In The Green Mile (1999 film based on a Stephen King novel by the same name), Michael Clarke Duncan plays John Coffey, an innocent man tried and convicted of murder and sentenced in Louisiana for killing two young girls. He’s on death row awaiting capital punishment. The corrections officers responsible for him all become convinced of his innocence based on Coffey’s humility and the peculiar exercise of an extraordinary God-given gift he possesses. Coffey can feel the innocent suffering of others. The world’s hatred and ugliness enter into his mind and he feels what the suffering feel. He’s also able on occasion to extract the physical sufferings of others and absorb them. For example, one night the officers smuggle Coffey out of prison and take him to the home of the prison warden to treat the warden’s wife who is dying from cancer. Coffey beckons the blackness of her cancer into himself and expels it out into the night air.
But for Coffey this is hardly a “gift.” He longs for death because the weight of the world’s suffering is, he says, “like pieces of glass in my head all the time.” He longs for the rest that death would bring him. Check out the video clip. Pretty cool movie if you haven’t seen it. Dwayne and I have at times discussed the idea of likening Coffey to a suffering God as imagined by the likes of Moltmann, Kazoh Kitamor, or even Greg Boyd.
==============================
### EXERCISE BRIEF
Reproduce the Green Mile post word for word. Rely on nothing but the Green Mile post above.
==============================
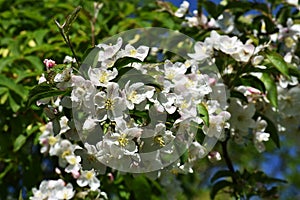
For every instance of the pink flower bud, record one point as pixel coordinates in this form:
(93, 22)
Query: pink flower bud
(49, 63)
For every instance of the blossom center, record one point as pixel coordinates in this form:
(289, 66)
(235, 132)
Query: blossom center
(89, 175)
(123, 141)
(159, 139)
(103, 77)
(52, 140)
(109, 104)
(132, 96)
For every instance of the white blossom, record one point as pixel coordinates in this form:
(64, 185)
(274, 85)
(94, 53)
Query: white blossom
(88, 178)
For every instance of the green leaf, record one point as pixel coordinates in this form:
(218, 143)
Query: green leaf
(213, 9)
(221, 174)
(133, 75)
(203, 112)
(19, 142)
(278, 62)
(10, 84)
(239, 95)
(14, 106)
(7, 169)
(125, 61)
(141, 188)
(271, 89)
(43, 91)
(219, 186)
(252, 81)
(36, 62)
(70, 19)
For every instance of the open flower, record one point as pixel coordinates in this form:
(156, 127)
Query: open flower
(88, 177)
(140, 53)
(100, 77)
(110, 104)
(136, 93)
(241, 115)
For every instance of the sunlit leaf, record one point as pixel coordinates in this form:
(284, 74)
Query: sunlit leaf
(278, 62)
(271, 88)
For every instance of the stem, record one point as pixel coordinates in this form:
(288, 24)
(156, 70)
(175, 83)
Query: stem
(93, 31)
(67, 40)
(226, 156)
(73, 52)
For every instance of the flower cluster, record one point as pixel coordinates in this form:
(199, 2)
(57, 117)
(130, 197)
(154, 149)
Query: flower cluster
(104, 101)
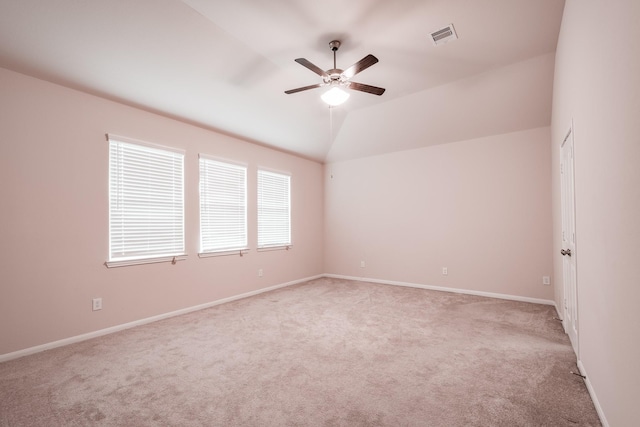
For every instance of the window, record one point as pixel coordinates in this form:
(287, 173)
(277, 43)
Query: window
(146, 202)
(274, 211)
(223, 206)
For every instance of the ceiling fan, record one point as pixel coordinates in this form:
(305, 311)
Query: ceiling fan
(338, 78)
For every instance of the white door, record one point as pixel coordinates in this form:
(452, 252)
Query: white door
(570, 317)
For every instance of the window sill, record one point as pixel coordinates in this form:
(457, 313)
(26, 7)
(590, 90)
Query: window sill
(240, 252)
(275, 248)
(126, 263)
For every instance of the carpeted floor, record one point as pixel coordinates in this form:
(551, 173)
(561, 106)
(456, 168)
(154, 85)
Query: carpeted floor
(324, 353)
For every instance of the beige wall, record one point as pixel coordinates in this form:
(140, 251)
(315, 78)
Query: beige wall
(53, 169)
(481, 208)
(597, 85)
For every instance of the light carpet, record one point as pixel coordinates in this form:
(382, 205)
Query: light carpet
(327, 352)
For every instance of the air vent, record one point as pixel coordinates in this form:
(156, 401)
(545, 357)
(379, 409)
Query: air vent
(444, 35)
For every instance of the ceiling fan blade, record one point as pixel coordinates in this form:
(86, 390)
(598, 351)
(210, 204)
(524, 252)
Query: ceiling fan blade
(300, 89)
(359, 66)
(366, 88)
(312, 67)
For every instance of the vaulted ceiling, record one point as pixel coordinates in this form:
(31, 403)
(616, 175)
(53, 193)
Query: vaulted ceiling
(225, 65)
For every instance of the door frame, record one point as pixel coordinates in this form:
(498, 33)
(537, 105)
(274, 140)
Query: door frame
(570, 321)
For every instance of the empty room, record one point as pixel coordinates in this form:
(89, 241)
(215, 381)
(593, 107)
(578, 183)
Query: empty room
(292, 213)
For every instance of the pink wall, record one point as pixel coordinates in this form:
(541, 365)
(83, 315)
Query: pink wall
(53, 169)
(597, 86)
(481, 208)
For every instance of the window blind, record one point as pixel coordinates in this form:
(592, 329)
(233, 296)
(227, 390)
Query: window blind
(223, 206)
(146, 201)
(274, 210)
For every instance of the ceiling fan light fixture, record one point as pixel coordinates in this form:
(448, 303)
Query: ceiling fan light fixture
(335, 96)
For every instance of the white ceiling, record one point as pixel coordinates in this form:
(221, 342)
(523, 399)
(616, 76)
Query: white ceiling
(225, 65)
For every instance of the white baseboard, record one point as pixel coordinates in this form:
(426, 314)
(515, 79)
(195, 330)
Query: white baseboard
(444, 289)
(117, 328)
(592, 393)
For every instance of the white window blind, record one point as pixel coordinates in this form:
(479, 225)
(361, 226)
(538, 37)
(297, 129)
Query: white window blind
(223, 206)
(274, 209)
(146, 201)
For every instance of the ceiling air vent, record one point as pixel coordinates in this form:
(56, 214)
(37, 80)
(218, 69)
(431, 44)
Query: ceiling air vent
(444, 35)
==============================
### RESULT OF THE TASK
In The Green Mile (1999 film based on a Stephen King novel by the same name), Michael Clarke Duncan plays John Coffey, an innocent man tried and convicted of murder and sentenced in Louisiana for killing two young girls. He’s on death row awaiting capital punishment. The corrections officers responsible for him all become convinced of his innocence based on Coffey’s humility and the peculiar exercise of an extraordinary God-given gift he possesses. Coffey can feel the innocent suffering of others. The world’s hatred and ugliness enter into his mind and he feels what the suffering feel. He’s also able on occasion to extract the physical sufferings of others and absorb them. For example, one night the officers smuggle Coffey out of prison and take him to the home of the prison warden to treat the warden’s wife who is dying from cancer. Coffey beckons the blackness of her cancer into himself and expels it out into the night air.
But for Coffey this is hardly a “gift.” He longs for death because the weight of the world’s suffering is, he says, “like pieces of glass in my head all the time.” He longs for the rest that death would bring him. Check out the video clip. Pretty cool movie if you haven’t seen it. Dwayne and I have at times discussed the idea of likening Coffey to a suffering God as imagined by the likes of Moltmann, Kazoh Kitamor, or even Greg Boyd.